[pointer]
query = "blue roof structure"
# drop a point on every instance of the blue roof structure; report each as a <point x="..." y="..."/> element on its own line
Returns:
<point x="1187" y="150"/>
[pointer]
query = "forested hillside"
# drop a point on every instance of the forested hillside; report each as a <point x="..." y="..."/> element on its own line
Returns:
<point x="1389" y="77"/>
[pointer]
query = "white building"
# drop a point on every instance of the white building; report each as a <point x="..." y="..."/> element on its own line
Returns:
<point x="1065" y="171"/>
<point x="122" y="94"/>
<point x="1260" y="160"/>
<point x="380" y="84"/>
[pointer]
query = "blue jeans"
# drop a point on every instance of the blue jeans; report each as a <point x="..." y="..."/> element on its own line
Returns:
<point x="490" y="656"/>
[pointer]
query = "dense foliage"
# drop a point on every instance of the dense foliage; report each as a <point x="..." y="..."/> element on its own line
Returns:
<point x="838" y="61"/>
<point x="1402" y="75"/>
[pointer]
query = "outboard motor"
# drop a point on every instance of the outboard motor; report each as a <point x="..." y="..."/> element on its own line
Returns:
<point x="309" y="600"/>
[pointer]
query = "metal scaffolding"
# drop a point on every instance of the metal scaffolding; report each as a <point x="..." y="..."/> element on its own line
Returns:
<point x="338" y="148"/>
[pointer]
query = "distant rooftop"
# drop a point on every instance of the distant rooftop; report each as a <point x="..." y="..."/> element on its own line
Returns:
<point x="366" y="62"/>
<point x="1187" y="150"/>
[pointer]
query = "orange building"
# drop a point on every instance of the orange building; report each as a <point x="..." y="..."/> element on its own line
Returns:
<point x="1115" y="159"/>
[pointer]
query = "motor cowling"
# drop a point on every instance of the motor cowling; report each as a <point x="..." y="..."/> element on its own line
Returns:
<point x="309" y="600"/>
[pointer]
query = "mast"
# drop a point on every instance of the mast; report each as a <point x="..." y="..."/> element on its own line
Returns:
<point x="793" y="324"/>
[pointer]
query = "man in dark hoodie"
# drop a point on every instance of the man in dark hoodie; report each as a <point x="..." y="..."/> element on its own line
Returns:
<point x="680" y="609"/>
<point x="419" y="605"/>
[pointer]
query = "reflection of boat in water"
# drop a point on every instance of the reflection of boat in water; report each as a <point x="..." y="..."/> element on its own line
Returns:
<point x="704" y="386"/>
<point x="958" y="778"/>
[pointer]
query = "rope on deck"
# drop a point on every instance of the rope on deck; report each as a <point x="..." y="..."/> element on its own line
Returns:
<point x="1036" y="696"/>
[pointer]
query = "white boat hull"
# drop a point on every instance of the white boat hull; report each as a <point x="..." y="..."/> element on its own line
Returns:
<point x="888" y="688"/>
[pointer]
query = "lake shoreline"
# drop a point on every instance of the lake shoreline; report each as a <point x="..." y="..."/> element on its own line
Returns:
===============
**THE TASK**
Return every entry exactly as given.

**OUTPUT BELOW**
[pointer]
query = "blue roof structure"
# drop a point on every instance of the blue roof structure; report each as a <point x="..." y="..."/> element on its own line
Returns:
<point x="1187" y="150"/>
[pointer]
query = "forested hillside"
# drop a point on every instance of the forested hillside; report each as a <point x="..." y="..."/> element on its own line
Returns:
<point x="1389" y="77"/>
[pointer]
query = "white building"
# drop a point on every instance of the white building; report each as a <point x="..." y="..."/> element on its own line
Returns:
<point x="1065" y="171"/>
<point x="122" y="94"/>
<point x="1260" y="160"/>
<point x="380" y="84"/>
[pointer]
query = "blue jeans"
# drop a point on every instance of the blue jeans; report each as a <point x="..." y="..."/> element on its own line
Returns:
<point x="490" y="656"/>
[pointer]
query = "dense foliage"
# drop a point on every instance of the dense foliage; report each as a <point x="..." y="..."/> element on its own line
Returns:
<point x="838" y="61"/>
<point x="1402" y="75"/>
[pointer]
query = "outboard motor"
# drop a point on every instance of the outboard motor; report each as a <point x="..." y="..."/> element on its own line
Returns:
<point x="309" y="600"/>
[pointer]
query = "metal scaffolding"
# drop a point on every instance of the metal scaffolding; report each as a <point x="..." y="..."/> element on its own line
Returns:
<point x="338" y="148"/>
[pointer]
query = "distant rooftop"
# drop a point on every instance of the distant rooftop; report each as a <point x="..." y="..."/> element on its own line
Returns:
<point x="366" y="62"/>
<point x="1187" y="150"/>
[pointer]
query = "orange building"
# drop a point on every instance of the orange building; report each as a <point x="..." y="..."/> element on its own line
Returns:
<point x="1115" y="159"/>
[pointer]
query = "motor cowling"
# drop a point on every instance of the motor cowling; report each as a <point x="..." y="..."/> element on its own line
Returns:
<point x="309" y="600"/>
[pointer]
query = "mast"
# drop a point on every instance of the mast; report each as a <point x="..." y="..."/> element on its own line
Returns:
<point x="793" y="324"/>
[pointer]
query = "man in dark hoodie"
# drop a point on every instance of the man in dark hoodie; report each as a <point x="..." y="..."/> element on its own line
Returns:
<point x="680" y="609"/>
<point x="419" y="605"/>
[pointer]
query = "reflection of boat in water"
# drop a point on every instance of the reflection of boat in water; report each as a <point x="..." y="..."/> element on its own line
Returns:
<point x="704" y="386"/>
<point x="958" y="778"/>
[pointer]
query = "rope on deck"
# drop a point on every instance of the rope on deck; report each as a <point x="..." y="..."/> element on its own line
Returns:
<point x="1036" y="696"/>
[pointer]
query = "white boat hull"
# drop a point on every instance of the white boat hull; report each as a <point x="..." y="..."/> element on its own line
Returns:
<point x="888" y="688"/>
[pointer]
query = "lake shoreline"
# drop a point on every instance of the lake shoreline; report each as a <point x="..." y="..."/> element on its own line
Returns:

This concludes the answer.